Задания и упражнения:
A) Кого, согласно интервью об оппозиции и телевидении, Женя Киселев в 1993 году пытался примирить в программе «Итоги»?
B) Допишите интервью об оппозиции и телевидении, продолжив его после последней фразы.

Отрывок текста:
--- --- ---
Мы энтомологи, а не пчеловоды
– Каково ваше мнение о несистемной оппозиции? И может ли кто-нибудь систематизировать ее? Есть ли у нас такой лидер?
– Не знаю. В 1993 году я был свидетелем, когда в программе «Итоги» Женя Киселев пытался примирить Гайдара с Явлинским. Может быть, наша жизнь пошла бы совершенно по-другому, если бы тогда две на тот момент крупные фракции демократического толка в парламенте действовали бы заодно в законопроектах и крупных политических решениях. Этого не случилось до сих пор. Гайдар уже умер, фракция его раскололась на тысячу частей. Явлинский время от времени появляется. Его партия тоже раскололась. А мы имеем упущенные возможности. Сейчас только от тех людей, которые объединились вокруг «Лиги избирателей», зависит, сможет ли это протестное движение превратиться в серьезную политическую законодательную силу и обрести какую-нибудь парламентскую плоть. Или всё останется где-то там, на площадях.
Когда в то время НТВ пытался активно способствовать процессу примирения, всё время приглашал стороны в студию, соединял в прямом эфире, ничего не помогло. И тогда я понял очень важную вещь: наверное, это не наше дело. Наше дело – отслеживать. Мы все-таки энтомологи, а не пчеловоды. То есть мы изучаем жизнь насекомых, но не размножаем их.
– Как вам кажется, почему из телевизора пропал Прохоров?
– Потому что не подает информационных поводов. Если бы Прохоров сейчас вмешался в какую-нибудь острую политическую ситуацию – допустим, в реформу МВД или какую-нибудь иную… Хотя в каком качестве? Он кто?
– Кандидат в президенты, бывший.
– Вот именно: бывший! А если Прохоров в качестве бизнесмена совершит очередной кульбит с ОНЭКСИМом, убежден, он будет героем новостей. Если зарегистрирует свою партию – будет в новостях в тот же день. Если в партию придут люди, репутация которых вызывает сомнение или всеобщее уважение, он опять попадет в телевизор. А если он не подает информационных поводов, то что? Медведь лежит в берлоге, он часто дает повод говорить о себе? Вот ежели он упадет на кого-то с дерева, пасеку разворотит, подружится с девочкой или в Думу пройдет, то тогда… Ну а пока медведь спит, что о нем говорить?
--- --- ---
Материал упражнения:
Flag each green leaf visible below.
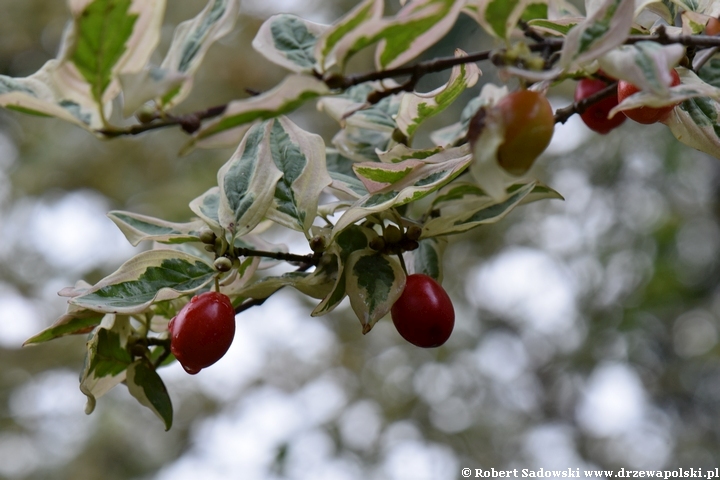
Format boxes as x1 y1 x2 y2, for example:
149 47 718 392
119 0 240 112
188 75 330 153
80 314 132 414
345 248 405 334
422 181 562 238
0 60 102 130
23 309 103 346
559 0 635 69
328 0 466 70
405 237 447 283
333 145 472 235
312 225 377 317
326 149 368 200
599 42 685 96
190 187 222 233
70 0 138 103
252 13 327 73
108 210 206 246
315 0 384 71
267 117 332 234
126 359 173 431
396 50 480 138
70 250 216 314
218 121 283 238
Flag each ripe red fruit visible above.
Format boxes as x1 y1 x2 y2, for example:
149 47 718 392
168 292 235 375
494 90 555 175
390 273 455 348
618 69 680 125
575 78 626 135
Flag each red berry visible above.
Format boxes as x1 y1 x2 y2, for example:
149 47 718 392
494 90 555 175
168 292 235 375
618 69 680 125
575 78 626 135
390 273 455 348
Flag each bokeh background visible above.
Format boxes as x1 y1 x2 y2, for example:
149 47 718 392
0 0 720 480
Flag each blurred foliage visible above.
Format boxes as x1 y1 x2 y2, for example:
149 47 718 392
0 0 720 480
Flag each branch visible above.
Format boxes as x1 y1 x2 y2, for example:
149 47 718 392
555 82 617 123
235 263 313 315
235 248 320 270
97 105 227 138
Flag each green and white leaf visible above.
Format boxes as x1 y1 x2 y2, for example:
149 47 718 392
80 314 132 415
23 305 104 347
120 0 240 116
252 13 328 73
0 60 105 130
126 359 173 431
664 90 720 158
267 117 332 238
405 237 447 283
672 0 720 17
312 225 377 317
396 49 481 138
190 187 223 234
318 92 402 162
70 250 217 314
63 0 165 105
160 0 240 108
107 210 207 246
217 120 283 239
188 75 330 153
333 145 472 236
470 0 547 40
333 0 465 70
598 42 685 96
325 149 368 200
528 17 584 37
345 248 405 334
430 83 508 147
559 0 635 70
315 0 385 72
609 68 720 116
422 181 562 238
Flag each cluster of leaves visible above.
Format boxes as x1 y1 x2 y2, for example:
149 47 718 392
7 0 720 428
--- --- ---
Ответы к заданиям:
A) Гайдара с Явлинским.

B)
– Вы очень образно обрисовали политический пиар.
– Если Прохоров захочет прийти к нам, мы ждем его. А вызывать по каждому поводу Зюганова или Миронова считаем нецелесообразным. Потому что свои дела они уже сделали, проценты получили. Если партия Зюганова в полном составе отказывается голосовать за какой-то законопроект, то, я вас уверяю, пятки оближем, чтобы затащить на эфир. Но если человек ничего не делает, просто беседовать с ним за то, что он Зюганов, нет смысла. Народ жаждет новостей. И в этом все достоинства и недостатки нашей профессии. Журналист должен выдавать новости, люди их ждут от нас. Причем особо ждут новостей в критическую минуту.
Объясню иначе: вы же от скорой помощи не ждете тайского массажа? Нет. И поэтому, когда скорая начинает заниматься массажем, ее не понимают. Поэтому мы – как скорая помощь. Нас люди включают, когда в стране инсульт. Мы реагируем на жесткий, острый приступ.
– На ваш взгляд, опасная стадия болезни прошла?
– В обостренной форме – прошла, а вообще остается, конечно. И борьба, и МВД, ну что я вам буду рассказывать... Поэтому текущий момент не включает в себя ни Зюганова, ни Миронова, ни Прохорова.
– И последний вопрос. С кем приятней работать: с политиками или с растениями?
– С растениями, конечно. Потому что они молчат.